PROVIDED RECORDS:
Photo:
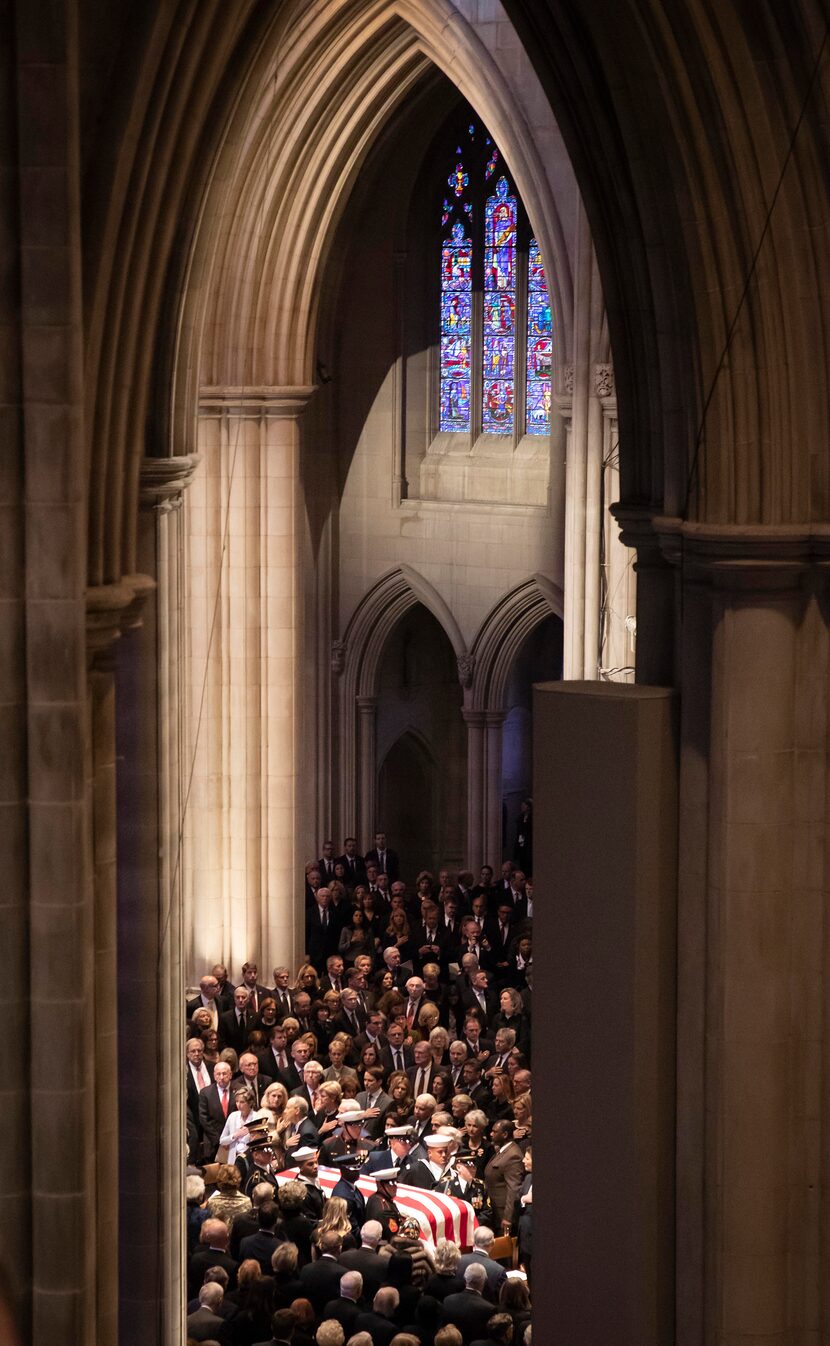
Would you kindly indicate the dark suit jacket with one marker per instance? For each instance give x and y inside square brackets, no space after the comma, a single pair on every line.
[320,1282]
[371,1267]
[346,1311]
[234,1034]
[260,1247]
[355,868]
[392,867]
[211,1117]
[201,1261]
[378,1327]
[470,1313]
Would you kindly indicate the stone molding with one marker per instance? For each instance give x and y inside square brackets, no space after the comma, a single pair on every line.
[166,479]
[110,611]
[257,400]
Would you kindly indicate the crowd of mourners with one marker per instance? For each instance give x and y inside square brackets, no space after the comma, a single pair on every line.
[398,1050]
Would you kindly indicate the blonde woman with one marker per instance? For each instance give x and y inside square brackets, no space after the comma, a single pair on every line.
[335,1218]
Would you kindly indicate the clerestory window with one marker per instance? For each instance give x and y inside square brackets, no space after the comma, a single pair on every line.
[495,329]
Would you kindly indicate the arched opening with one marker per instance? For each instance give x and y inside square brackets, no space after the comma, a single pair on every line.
[540,660]
[420,731]
[406,801]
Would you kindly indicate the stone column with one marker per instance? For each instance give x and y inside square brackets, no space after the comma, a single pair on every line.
[475,789]
[494,726]
[151,790]
[245,642]
[367,765]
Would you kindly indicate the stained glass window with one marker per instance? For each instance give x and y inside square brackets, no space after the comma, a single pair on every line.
[538,345]
[499,310]
[456,329]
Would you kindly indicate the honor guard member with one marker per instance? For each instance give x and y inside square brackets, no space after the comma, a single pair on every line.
[349,1167]
[462,1181]
[261,1159]
[349,1139]
[381,1205]
[306,1162]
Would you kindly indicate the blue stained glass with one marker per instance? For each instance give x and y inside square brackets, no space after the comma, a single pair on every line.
[455,357]
[455,404]
[540,345]
[456,312]
[501,213]
[499,312]
[497,411]
[498,357]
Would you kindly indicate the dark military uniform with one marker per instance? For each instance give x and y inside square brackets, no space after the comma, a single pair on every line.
[449,1185]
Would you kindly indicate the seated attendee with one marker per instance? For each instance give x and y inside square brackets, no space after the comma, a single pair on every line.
[228,1201]
[211,1252]
[262,1244]
[284,1268]
[482,1247]
[205,1323]
[445,1278]
[468,1310]
[380,1321]
[347,1306]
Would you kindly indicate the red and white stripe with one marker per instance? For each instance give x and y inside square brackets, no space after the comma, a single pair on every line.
[437,1216]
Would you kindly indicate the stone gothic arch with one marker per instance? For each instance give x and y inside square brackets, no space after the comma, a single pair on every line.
[493,653]
[357,661]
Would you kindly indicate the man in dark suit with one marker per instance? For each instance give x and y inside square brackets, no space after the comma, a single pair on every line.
[429,938]
[252,1077]
[276,1059]
[394,1054]
[281,992]
[349,1303]
[211,1252]
[322,930]
[207,999]
[326,864]
[385,859]
[503,1175]
[480,998]
[423,1072]
[380,1321]
[320,1279]
[257,992]
[214,1105]
[261,1245]
[353,863]
[366,1259]
[197,1076]
[234,1024]
[468,1308]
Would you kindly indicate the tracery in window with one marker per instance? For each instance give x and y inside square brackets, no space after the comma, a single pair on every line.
[495,326]
[499,283]
[540,345]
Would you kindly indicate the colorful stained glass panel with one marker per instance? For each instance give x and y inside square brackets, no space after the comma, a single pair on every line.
[455,404]
[456,311]
[540,345]
[499,312]
[498,357]
[497,412]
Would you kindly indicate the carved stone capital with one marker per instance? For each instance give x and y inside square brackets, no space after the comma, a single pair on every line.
[110,610]
[262,400]
[166,479]
[603,381]
[466,664]
[338,657]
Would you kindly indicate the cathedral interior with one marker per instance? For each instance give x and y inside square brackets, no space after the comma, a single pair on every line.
[412,407]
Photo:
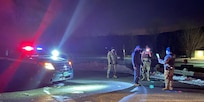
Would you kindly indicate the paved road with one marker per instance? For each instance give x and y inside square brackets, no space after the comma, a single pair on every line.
[91,85]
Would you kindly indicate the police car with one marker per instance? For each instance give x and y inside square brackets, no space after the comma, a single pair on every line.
[30,67]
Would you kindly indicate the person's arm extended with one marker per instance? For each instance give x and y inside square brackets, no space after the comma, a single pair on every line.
[133,60]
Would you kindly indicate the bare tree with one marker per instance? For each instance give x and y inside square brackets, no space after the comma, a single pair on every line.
[193,38]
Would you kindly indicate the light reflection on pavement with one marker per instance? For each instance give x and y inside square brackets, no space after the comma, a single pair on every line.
[68,93]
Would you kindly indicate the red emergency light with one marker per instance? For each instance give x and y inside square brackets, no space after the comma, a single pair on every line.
[28,48]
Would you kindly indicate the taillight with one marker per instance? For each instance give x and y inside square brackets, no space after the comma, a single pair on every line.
[49,66]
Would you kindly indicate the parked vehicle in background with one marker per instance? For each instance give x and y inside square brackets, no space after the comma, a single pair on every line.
[30,67]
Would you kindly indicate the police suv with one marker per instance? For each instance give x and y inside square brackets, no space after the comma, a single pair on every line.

GOAL OF THE EXERCISE:
So that the copy stays exact, reproduce each record word for word and leave its images out.

YOUR RESPONSE:
Photo:
Would you kindly indicate the dark suit jacket with one marker per instance? For each instance give x and y inside square brackets, no space after the comma, a single pair on every line.
[320,1282]
[371,1267]
[346,1311]
[234,1034]
[260,1247]
[355,868]
[392,867]
[211,1117]
[201,1261]
[378,1327]
[470,1313]
Would you kindly indicate the stone molding with one marker per instance? For each instance give x and y inside square brackets, no space after the comma, a single pair on every line.
[166,479]
[110,611]
[257,400]
Would you kindly indicate the crowd of mourners with one marker per instance? For each instance give x and y inside square brackets, no space after the comma, a single pair on every line.
[398,1050]
Would you kindly indicate the blonde woman with one marker per instance? For each instance give x and y inside square brackets, no space after the comma, a single pair on every line.
[335,1218]
Would you kindly indicate the clerestory window with one marker per instance? For each instance give x and y inside square brackets, no space after the comma, a single pair on every line.
[495,329]
Would you kindly indicate the arched opening with one marker per instance? For each instance give x and y inside square brackets, no space after the comma, a single pair on every line.
[540,660]
[420,731]
[406,801]
Would you kindly indicate the stone column with one marker per instance? For each instance give x and y inside square brackets, no space after the comma, a single pair on every line.
[475,789]
[494,726]
[151,790]
[245,642]
[367,765]
Would you kindly indicate the stained glass window with one marker per instance? For each instance give x and y inside square brackets, no space after the comma, a single pair on every line.
[538,345]
[499,310]
[456,329]
Would you kindly indicate the honor guard member with one marker per instance? For each instance give x and y inside square brackets, no space after the comma, a single pair on every line.
[349,1167]
[462,1181]
[261,1159]
[349,1139]
[381,1205]
[306,1162]
Would you kindly indicate the blue stained glass with one marker per instance? For each instance give x and y inside square brackets, no space after the comma, a single pair on every line.
[455,357]
[455,404]
[540,345]
[456,312]
[501,213]
[499,312]
[497,411]
[498,357]
Would you kindly indicate the dark military uniform with one marker per instance? For each instance give x and y inside square brackets, no space after the comma, a single pair on every line.
[449,1185]
Would you kindly indicate the seated attendee with one marker per instance? For each instance give x and y inside square brackets, no space after the comma, a single pair on every line.
[228,1201]
[211,1252]
[262,1244]
[284,1268]
[482,1247]
[205,1323]
[445,1278]
[468,1310]
[380,1321]
[347,1306]
Would you kindly indicate the red and white stripe with one marker per instance? For each instance give x and y inside square brackets, no space after the comma, a single pair on every line.
[437,1216]
Would you kindly indicate the stone gothic arch with one marker per instance? For each instance give x and y inside square brackets, no space after the comma, a single pair on every line.
[493,653]
[357,661]
Would you kindly indicate the man in dark suit with one marker per instance? For each instance give x and y inside square brackets, no space after the comma, a single pair on every line.
[429,938]
[252,1077]
[276,1059]
[394,1054]
[281,992]
[349,1303]
[211,1252]
[322,930]
[207,999]
[326,864]
[385,859]
[503,1175]
[480,998]
[423,1072]
[380,1321]
[320,1279]
[257,992]
[214,1105]
[261,1245]
[353,863]
[366,1259]
[197,1076]
[234,1024]
[468,1308]
Would you kindly indicate the tracery in window with one marker per instance? For each instance give x and y inside square brackets, no space after the comma, a single pair on every line.
[495,326]
[499,283]
[540,345]
Would you kindly indicate the colorful stained glass panel with one marker per instance? For each instance give x and y inside square brackets, no space after the comma, a single pair on every line.
[455,404]
[456,311]
[540,345]
[499,312]
[498,357]
[497,412]
Would you kindly indicate the carved stone capital with one marker per instance? For each instance give x and y inside square brackets, no space after the comma, a single pair on every line.
[110,610]
[262,400]
[166,479]
[603,381]
[466,664]
[338,657]
Would you kindly indicate the cathedral interior with one marker per instance? For each instance give x and y inside square brackets, no space after the comma, a single pair on every line.
[412,407]
Photo:
Would you kindly indicate the paved road with one marker per instance? For each instance give x and y inside square brackets, no space after the comma, a single pair on every line.
[91,85]
Would you kindly indicate the police car with one marker per instance? For each instance give x and y inside square brackets, no space after the comma, a single pair on every line.
[30,67]
Would you kindly indicate the person's arm extended with one marker per instance? For each instance give x and y inside square brackets, no space after the comma, a single pair on every line.
[133,60]
Would you kindly indicate the bare tree with one marker per instance? For each instance give x and y inside square brackets, no space after the comma, a single pair on every line.
[193,38]
Would you kindly indicate the light reflection on pavement with one marker per instance? For each instance give x and y inside square brackets, no space after the comma, a single pair on every line.
[68,93]
Would you kindly indicate the red emergency light with one marker per instance? For each instance give x and y inside square brackets, no space after the comma, a single pair on every line.
[28,48]
Would you kindly indicate the taillight with one marker per instance? For each instance give x and y inside square brackets, no space after the comma, a single pair on every line.
[49,66]
Would you kindly indicate the parked vehicle in background with one marker per instance? For each instance give x and y inside square brackets, no space after the comma, a single pair on every line.
[30,67]
Would you kindly indicate the police suv with one marker per instance? For each instance give x and y inside square brackets, no space after the comma, a single pair on every line.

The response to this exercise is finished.